### [本文]

▬▬▬

岡山大学は、腎臓、肺、縦隔、副腎、筋肉に腫瘍がある患者10例を対象に、CTガイド下針穿刺ロボット「Zerobot」を用いた臨床試験を実施した。ロボットを用いた病理検査のための針穿刺は、日本初となる。
岡山大学は2019年8月27日、CTガイド下針穿刺ロボット「Zerobot」を用いた、人に対する臨床試験を実施したと発表した。ロボットを使用した病理検査のための針穿刺は日本初となる。本研究は、同大学大学院医歯薬学総合研究科 教授の平木隆夫氏らの研究グループによるものだ。
Zerobotは、同大学が開発した、がんの診断・治療に用いる医療用針穿刺ロボットだ。2018年6〜10月に、腎臓、肺、縦隔、副腎、筋肉に腫瘍がある患者10例に対し、ロボットによる腫瘍へのCTガイド下針穿刺を行い、全例で成功した。ロボットの不具合や重篤な有害事象は見られなかった。また、術中の医師へのCTによる放射線被ばくはなかった。
CTを撮影操作しながら腫瘍に針を穿刺して行う検査や治療のCTガイド下画像下治療(IVR)では、術者はCT装置の近くで針を穿刺するため、CT撮影の際に出る放射線により被ばくする問題があった。
ロボットによる針穿刺では、CT装置から離れた位置で遠隔操作するため、術者の放射線被ばくを防げるという。また、手技の自動化により、手技時間の短縮や患者被ばくの低減も見込める。へき地など遠隔医療への応用も考えられる。今後、2019年から3年以内での製品化に向けた治験の実施を予定している。

▬▬▬

### [取り組む課題]
[A] 本文の「Zerobotは、同大学が開発した」で始まる段落を、主な事実を残したまま箇条書きにまとめてください。
[B] 本文をもとに、次の問いに答えてください。
(i) 岡山大学が臨床試験の実施を発表したのは何年何月何日ですか。
(ii) 従来のCTガイド下IVRで、術者がCT撮影時の放射線により被ばくしていたのはなぜですか。
(iii) 製品化はいつまでに目指すとされていますか。
この後に続く資料は、本文とは別個の素材です。

▬▬▬

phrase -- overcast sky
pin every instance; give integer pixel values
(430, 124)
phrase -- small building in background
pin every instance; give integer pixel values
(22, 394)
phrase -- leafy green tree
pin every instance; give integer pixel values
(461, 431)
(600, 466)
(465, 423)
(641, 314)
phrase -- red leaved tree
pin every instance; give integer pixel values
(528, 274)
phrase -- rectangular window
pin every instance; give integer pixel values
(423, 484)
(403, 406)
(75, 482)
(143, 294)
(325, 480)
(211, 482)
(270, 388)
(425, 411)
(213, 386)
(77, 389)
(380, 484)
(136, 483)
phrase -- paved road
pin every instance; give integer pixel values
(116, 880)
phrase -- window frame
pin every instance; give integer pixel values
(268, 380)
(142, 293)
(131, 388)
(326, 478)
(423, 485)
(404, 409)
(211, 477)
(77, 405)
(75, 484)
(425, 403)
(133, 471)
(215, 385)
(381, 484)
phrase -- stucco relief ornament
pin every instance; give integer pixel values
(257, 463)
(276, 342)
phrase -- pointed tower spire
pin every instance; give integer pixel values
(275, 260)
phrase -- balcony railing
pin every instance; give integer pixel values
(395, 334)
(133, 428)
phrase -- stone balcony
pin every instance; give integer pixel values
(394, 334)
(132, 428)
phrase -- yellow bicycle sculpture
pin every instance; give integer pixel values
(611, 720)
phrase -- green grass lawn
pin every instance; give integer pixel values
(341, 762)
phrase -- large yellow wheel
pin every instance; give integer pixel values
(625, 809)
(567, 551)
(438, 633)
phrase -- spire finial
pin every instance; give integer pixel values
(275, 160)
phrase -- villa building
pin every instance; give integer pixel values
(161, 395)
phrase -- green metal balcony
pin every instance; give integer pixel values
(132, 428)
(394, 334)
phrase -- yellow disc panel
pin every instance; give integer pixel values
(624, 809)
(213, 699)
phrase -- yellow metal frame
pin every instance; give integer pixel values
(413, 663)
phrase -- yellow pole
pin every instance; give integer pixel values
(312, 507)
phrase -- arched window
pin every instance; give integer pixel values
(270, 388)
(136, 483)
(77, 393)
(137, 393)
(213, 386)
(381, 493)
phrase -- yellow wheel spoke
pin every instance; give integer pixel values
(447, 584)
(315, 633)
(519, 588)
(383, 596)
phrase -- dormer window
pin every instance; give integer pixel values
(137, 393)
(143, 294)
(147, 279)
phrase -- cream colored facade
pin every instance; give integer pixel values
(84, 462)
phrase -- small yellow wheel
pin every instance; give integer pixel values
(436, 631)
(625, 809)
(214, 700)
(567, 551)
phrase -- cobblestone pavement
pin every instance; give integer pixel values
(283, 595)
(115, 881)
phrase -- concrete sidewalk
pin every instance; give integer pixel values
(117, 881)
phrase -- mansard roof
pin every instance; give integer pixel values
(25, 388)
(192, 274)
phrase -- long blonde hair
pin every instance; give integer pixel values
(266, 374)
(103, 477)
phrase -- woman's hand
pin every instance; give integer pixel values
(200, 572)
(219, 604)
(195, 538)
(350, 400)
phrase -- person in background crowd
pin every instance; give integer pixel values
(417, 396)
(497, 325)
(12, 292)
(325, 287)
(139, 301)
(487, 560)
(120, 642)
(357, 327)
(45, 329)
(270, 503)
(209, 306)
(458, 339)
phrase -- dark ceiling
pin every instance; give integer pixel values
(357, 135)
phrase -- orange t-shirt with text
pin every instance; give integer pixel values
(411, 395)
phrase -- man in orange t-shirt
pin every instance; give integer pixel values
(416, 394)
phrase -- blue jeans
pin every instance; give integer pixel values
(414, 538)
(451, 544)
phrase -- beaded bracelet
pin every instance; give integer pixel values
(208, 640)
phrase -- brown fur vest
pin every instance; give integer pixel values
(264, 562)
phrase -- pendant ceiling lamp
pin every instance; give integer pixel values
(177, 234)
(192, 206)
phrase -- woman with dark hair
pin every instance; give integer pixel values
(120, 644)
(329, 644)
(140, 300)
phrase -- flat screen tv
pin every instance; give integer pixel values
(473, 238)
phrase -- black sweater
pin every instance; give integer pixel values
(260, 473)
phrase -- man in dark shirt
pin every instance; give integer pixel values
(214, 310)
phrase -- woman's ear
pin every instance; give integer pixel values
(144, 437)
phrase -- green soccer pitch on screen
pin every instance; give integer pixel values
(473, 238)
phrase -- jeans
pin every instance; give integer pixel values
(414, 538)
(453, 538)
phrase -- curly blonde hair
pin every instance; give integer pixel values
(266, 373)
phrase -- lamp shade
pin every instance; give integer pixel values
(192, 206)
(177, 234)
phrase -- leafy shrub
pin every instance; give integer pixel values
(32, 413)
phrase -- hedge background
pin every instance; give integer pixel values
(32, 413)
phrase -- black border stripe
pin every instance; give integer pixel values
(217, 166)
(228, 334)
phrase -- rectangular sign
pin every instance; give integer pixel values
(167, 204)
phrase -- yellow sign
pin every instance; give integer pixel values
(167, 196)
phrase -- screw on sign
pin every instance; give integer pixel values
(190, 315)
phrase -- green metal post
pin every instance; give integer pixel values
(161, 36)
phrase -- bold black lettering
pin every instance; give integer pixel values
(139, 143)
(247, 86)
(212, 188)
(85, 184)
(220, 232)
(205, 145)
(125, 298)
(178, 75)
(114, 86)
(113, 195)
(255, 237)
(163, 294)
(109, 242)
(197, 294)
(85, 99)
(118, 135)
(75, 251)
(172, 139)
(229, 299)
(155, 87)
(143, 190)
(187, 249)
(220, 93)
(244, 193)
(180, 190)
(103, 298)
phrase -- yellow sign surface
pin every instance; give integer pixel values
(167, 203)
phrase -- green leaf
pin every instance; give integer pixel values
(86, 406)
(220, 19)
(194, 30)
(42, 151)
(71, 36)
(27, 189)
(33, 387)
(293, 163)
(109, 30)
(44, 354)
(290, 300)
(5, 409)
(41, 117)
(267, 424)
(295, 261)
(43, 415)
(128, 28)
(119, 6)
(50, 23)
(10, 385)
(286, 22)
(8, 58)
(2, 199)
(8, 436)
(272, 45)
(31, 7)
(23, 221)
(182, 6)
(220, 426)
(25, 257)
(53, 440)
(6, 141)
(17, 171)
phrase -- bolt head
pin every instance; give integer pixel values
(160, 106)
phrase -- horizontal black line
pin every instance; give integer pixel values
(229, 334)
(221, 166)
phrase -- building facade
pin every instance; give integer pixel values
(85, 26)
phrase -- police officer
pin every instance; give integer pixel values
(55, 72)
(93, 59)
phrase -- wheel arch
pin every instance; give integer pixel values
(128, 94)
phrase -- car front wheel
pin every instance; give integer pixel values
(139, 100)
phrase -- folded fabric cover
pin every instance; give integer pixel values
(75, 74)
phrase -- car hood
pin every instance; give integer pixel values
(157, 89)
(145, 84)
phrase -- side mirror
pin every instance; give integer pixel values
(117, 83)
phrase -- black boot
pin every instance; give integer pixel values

▬▬▬

### [課題の解答]
[A]
- Zerobotは岡山大学が開発した、がんの診断・治療に用いる医療用針穿刺ロボット
- 2018年6〜10月、腎臓、肺、縦隔、副腎、筋肉に腫瘍がある患者10例に、ロボットによるCTガイド下針穿刺を実施し、全例で成功
- ロボットの不具合や重篤な有害事象はなし
- 術中、医師へのCTによる放射線被ばくもなし

[B]
(i) 2019年8月27日
(ii) 術者がCT装置の近くで針を穿刺するため
(iii) 2019年から3年以内